BEGIN

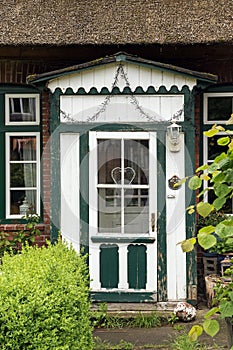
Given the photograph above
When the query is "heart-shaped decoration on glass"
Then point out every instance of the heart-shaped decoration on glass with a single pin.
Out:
(129, 175)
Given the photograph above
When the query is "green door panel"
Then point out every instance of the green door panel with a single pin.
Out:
(137, 266)
(109, 266)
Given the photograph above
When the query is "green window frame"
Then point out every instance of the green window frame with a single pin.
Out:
(19, 133)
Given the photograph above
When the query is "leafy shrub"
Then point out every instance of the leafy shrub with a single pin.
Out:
(44, 300)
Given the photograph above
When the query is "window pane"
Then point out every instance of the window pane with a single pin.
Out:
(219, 108)
(17, 198)
(213, 148)
(109, 161)
(23, 175)
(136, 212)
(22, 109)
(109, 210)
(22, 148)
(136, 162)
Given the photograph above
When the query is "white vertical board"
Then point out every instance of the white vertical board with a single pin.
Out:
(70, 226)
(176, 225)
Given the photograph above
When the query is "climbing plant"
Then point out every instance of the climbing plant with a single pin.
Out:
(217, 176)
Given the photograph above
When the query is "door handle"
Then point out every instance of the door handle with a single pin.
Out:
(153, 222)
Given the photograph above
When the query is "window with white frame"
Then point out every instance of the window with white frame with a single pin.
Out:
(22, 174)
(218, 108)
(22, 109)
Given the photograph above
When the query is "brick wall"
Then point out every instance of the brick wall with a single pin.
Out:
(16, 71)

END

### [WHAT THE TASK REQUIRES]
Copy each line of the records that has "door" in it.

### [RESPONSE BOX]
When the query is "green door panel"
Then point out every instance of the green door panel with a single pin.
When the query is "door handle"
Then point out every instance of the door handle with a single pin.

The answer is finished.